[DIRECTIONS]
As the answer, give every line of the records that includes the word "sponsor".
MATERIALS PROVIDED START
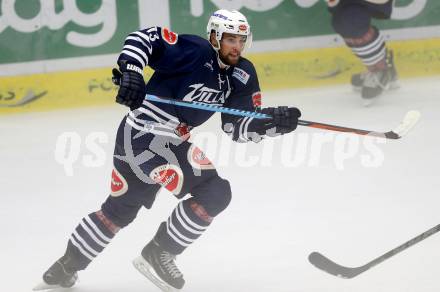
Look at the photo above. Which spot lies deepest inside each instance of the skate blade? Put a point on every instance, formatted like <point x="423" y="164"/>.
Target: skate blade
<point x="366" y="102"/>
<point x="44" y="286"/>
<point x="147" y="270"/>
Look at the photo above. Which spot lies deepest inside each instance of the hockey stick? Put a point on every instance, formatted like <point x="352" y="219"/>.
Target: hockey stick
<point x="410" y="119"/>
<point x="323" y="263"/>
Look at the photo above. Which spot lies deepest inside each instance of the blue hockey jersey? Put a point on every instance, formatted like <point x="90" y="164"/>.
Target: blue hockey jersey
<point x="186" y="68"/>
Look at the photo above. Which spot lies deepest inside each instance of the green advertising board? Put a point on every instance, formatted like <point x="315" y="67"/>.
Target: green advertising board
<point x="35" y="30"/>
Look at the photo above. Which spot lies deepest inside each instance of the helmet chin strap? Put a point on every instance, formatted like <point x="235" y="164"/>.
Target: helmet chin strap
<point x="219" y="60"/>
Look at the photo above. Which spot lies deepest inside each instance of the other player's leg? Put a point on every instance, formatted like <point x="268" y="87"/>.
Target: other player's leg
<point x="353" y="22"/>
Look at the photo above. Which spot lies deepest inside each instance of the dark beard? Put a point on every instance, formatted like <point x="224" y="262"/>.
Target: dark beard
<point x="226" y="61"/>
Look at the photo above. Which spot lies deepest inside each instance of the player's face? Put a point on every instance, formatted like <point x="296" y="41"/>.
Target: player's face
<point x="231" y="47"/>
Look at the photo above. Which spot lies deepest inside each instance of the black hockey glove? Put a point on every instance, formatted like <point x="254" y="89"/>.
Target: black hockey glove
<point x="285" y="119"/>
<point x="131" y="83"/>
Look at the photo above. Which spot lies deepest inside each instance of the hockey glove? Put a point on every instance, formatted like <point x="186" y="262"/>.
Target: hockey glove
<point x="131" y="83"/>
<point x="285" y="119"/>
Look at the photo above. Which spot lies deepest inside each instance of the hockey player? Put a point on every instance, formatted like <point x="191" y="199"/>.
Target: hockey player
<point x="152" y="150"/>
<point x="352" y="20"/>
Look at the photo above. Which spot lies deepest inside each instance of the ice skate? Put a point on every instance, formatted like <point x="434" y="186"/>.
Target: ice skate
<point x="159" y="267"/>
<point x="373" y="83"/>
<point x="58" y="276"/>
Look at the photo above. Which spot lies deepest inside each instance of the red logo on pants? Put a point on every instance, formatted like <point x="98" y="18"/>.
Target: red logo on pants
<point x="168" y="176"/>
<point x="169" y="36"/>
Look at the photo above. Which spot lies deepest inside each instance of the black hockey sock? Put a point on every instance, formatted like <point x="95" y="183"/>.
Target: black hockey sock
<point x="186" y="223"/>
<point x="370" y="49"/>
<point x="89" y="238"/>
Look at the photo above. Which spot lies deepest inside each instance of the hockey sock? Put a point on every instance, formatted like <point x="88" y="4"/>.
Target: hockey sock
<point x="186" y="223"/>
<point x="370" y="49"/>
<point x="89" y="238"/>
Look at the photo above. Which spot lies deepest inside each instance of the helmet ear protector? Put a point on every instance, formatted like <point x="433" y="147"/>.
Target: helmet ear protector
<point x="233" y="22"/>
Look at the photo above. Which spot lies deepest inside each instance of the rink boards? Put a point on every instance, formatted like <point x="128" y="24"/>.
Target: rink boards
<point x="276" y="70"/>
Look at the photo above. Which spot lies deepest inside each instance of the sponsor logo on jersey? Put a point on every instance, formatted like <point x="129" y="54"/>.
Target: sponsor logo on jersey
MATERIALS PROVIDED END
[SOLVED EXERCISE]
Look at the photo above. Which spot lies deepest inside each instance of the sponsor logo on jersey? Put a point on every instance, formatted like <point x="129" y="54"/>.
Target: sponsor logo on jersey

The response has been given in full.